━━ The records ━━
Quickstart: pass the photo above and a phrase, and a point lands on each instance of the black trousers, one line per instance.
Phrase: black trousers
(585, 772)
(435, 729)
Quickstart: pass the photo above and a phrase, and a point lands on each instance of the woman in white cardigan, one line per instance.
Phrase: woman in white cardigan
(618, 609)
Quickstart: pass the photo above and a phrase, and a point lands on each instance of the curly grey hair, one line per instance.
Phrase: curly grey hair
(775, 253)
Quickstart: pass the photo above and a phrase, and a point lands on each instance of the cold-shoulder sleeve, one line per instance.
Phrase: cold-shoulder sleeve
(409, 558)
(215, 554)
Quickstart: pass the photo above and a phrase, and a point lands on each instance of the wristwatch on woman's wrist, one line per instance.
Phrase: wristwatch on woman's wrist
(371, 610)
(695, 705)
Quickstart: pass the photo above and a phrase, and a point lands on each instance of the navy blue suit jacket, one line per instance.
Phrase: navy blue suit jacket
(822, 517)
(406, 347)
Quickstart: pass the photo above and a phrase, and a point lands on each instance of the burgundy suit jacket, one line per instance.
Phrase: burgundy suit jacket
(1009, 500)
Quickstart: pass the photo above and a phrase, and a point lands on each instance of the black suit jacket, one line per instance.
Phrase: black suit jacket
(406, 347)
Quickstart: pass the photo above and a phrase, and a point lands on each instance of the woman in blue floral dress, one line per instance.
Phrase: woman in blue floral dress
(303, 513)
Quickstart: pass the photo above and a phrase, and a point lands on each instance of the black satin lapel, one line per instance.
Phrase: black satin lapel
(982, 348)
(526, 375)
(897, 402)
━━━
• **Exercise brief**: Nothing but the lines above from the one containing "Phrase: curly grey hair" through the one containing "wrist, one line per instance." should appear in the answer, each repeated exactly.

• **Answer for this exercise**:
Phrase: curly grey hair
(775, 253)
Quickstart: pass the photo above and a phrase, and a point lands on each instance of the cold-shoulder sleeve, one line per instance.
Phrase: cold-shoulder sleeve
(409, 558)
(215, 554)
Quickstart: pass the photo above and a phrase, and a point lands on each instance of the wristwatch on woman's wrist, one line per instance.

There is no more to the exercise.